> _TASK OBJECTIVE_
Give back exactly the lines from the "Expected behaviour: place a point on each instance of the wet" line to the final line of the records, and only those, minus any pictures.
[begin DATA FOR THIS EXERCISE]
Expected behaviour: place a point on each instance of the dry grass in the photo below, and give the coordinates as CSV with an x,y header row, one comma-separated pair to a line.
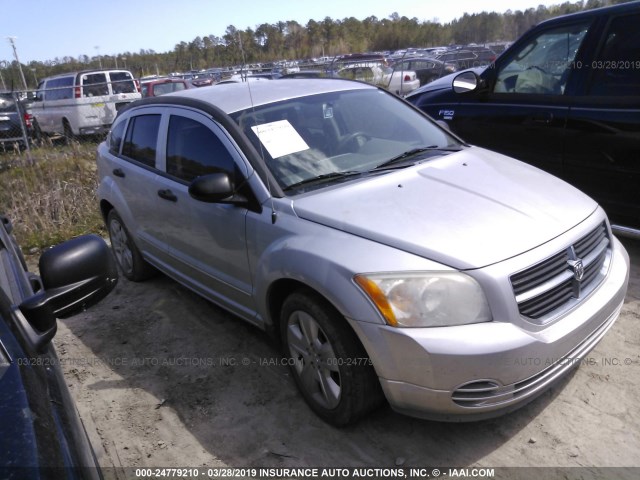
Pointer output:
x,y
52,197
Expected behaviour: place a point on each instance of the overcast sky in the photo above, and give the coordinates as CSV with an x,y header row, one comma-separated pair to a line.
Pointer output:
x,y
46,29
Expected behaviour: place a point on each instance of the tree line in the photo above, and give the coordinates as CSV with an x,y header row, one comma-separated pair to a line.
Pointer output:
x,y
291,40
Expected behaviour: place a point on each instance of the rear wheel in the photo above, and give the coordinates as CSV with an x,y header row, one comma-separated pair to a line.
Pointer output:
x,y
329,365
128,257
68,133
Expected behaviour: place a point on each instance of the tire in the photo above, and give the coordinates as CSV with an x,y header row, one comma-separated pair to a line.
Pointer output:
x,y
328,362
128,257
36,137
68,133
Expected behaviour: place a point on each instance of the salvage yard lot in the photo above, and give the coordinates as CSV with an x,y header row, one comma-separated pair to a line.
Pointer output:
x,y
163,378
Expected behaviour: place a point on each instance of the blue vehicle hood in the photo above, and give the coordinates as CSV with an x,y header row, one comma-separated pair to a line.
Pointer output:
x,y
442,83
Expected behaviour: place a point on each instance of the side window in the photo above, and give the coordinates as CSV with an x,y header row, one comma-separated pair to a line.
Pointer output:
x,y
94,85
543,64
141,139
194,150
115,138
616,70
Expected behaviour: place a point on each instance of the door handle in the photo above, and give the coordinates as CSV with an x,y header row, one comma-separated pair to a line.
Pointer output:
x,y
167,195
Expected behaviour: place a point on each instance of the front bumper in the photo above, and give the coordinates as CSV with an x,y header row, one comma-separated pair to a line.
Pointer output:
x,y
480,371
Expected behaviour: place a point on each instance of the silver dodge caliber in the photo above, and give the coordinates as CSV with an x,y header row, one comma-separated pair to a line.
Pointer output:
x,y
390,259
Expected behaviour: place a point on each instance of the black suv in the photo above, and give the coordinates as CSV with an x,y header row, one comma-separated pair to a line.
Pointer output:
x,y
566,98
41,435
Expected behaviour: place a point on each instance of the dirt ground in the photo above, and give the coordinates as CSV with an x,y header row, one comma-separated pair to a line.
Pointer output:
x,y
163,378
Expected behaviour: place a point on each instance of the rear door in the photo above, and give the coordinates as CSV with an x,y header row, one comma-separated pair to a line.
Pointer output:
x,y
206,241
523,114
602,156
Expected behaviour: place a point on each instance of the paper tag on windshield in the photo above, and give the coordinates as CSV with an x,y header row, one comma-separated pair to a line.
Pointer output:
x,y
280,138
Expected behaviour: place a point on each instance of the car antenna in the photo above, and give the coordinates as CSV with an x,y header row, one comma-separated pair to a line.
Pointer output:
x,y
274,213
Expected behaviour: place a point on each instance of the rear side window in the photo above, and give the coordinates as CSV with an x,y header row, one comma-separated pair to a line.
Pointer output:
x,y
542,65
115,138
95,84
141,139
616,71
122,82
194,150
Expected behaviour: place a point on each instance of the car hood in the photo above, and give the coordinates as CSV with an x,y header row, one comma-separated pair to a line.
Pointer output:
x,y
466,210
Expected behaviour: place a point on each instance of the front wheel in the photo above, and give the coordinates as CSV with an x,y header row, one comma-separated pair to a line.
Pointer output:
x,y
128,257
329,364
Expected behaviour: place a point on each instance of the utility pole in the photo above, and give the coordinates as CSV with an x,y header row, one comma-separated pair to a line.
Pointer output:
x,y
15,54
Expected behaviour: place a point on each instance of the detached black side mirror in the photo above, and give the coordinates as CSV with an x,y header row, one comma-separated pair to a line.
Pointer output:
x,y
75,275
215,188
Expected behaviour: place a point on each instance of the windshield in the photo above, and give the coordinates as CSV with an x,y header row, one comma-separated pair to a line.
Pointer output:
x,y
335,136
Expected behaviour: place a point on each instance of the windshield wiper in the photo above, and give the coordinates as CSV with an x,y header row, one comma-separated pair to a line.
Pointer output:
x,y
323,178
413,152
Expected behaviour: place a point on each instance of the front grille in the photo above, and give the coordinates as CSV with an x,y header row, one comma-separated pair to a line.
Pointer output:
x,y
552,284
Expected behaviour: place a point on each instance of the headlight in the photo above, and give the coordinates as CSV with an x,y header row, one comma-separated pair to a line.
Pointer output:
x,y
433,299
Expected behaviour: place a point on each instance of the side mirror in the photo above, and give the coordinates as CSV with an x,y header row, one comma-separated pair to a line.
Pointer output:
x,y
444,125
465,82
213,188
75,275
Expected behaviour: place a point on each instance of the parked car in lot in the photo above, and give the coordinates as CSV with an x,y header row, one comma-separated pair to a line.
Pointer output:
x,y
82,103
396,81
391,259
161,86
566,98
16,122
41,435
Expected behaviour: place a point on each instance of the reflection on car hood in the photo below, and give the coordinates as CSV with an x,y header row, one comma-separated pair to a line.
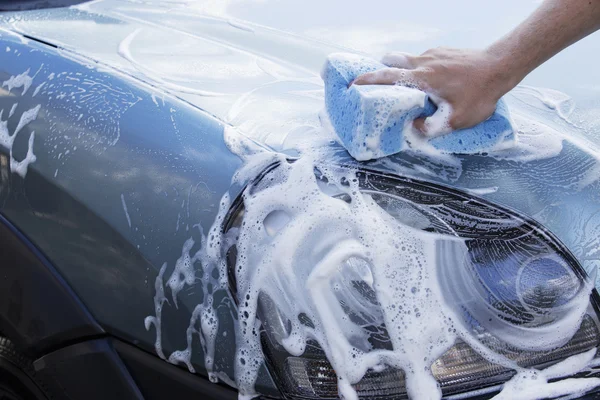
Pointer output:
x,y
266,83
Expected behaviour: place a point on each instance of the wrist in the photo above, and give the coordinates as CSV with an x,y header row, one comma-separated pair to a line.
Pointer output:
x,y
504,72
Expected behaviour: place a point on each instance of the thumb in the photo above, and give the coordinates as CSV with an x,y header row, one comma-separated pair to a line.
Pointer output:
x,y
384,76
436,125
399,60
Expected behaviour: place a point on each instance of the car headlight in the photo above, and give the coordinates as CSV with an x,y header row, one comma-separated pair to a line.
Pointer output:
x,y
515,277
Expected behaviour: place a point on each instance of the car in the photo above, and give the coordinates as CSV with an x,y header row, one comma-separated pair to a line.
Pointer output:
x,y
177,219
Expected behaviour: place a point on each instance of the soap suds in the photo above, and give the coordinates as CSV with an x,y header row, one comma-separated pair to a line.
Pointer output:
x,y
533,384
7,139
12,110
298,245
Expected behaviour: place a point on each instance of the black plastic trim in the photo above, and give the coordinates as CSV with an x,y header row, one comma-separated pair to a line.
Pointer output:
x,y
38,310
89,370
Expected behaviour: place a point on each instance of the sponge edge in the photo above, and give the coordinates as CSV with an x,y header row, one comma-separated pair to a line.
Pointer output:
x,y
370,120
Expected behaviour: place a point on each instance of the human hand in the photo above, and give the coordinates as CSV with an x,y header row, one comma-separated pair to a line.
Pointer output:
x,y
464,84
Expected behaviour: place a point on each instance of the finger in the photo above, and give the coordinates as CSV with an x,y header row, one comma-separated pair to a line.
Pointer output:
x,y
385,76
438,124
399,60
389,76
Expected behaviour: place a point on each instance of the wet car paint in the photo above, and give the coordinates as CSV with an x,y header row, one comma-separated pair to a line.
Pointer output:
x,y
150,162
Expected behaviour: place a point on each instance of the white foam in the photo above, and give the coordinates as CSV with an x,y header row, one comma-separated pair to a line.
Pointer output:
x,y
12,110
22,80
7,140
533,384
299,257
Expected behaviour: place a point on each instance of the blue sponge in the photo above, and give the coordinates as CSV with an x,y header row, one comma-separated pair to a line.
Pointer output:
x,y
370,119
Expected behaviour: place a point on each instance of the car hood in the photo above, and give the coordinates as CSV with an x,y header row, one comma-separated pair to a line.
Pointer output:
x,y
221,57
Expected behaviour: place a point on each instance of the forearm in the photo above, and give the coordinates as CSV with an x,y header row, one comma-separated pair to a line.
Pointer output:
x,y
555,25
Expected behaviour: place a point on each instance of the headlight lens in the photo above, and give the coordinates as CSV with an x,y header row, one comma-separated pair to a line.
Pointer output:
x,y
515,277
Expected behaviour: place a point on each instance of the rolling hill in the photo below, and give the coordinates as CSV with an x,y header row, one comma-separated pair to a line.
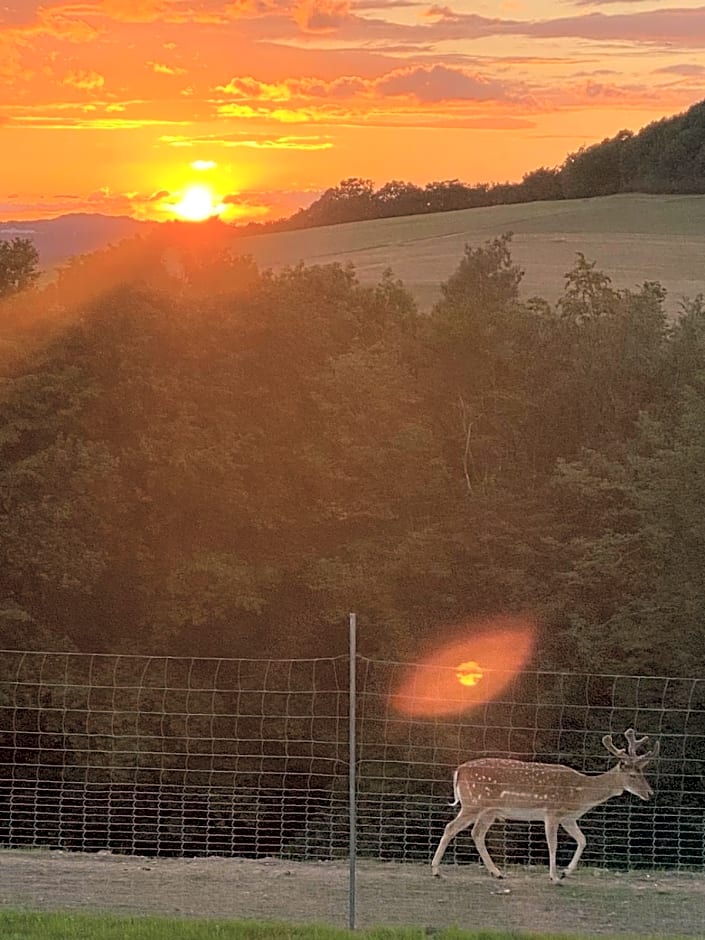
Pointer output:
[end DATA FOR THIS EXERCISE]
> _FINISHED ANSWER_
Expected behaviour: place a point on each instance of the wet car paint in the photo above, and give the coordinates as CSV with an x,y header row, one comma-separated pair to a line.
Pointer output:
x,y
150,162
Expected behaviour: place a point on each instance of the white foam in the photo above, and give the coordinates as CSV with an x,y header row, one comma-separated pair to a line.
Pointer output:
x,y
12,110
22,80
7,140
533,384
299,257
Expected behaviour: place a point on each instance of the blue sponge in the photo above, and give the coordinates as CSV with an x,y header row, one comma-separated pair to a line.
Pointer output:
x,y
370,119
Expected behaviour: place a point on each instance of the car hood in the photo above, and give the coordinates as CSV with an x,y header row, one comma-separated pair to a line.
Pointer output:
x,y
221,57
Expected behaviour: place a point on each instance of the forearm in the photo above, and give the coordinates as CSV with an x,y header row, one comma-separated pair to a line.
Pointer output:
x,y
555,25
Expected behaviour: place a point on each instance of the headlight lens in the photo above, and give the coordinates as CSV with an x,y header row, one comma-separated pair to a line.
Pointer output:
x,y
515,277
Expected behaviour: place a point on each instance of the rolling hill in the photo below, and give the coordinates as CSV with an x,y header row, one comma-separated pair to a line.
Pointer output:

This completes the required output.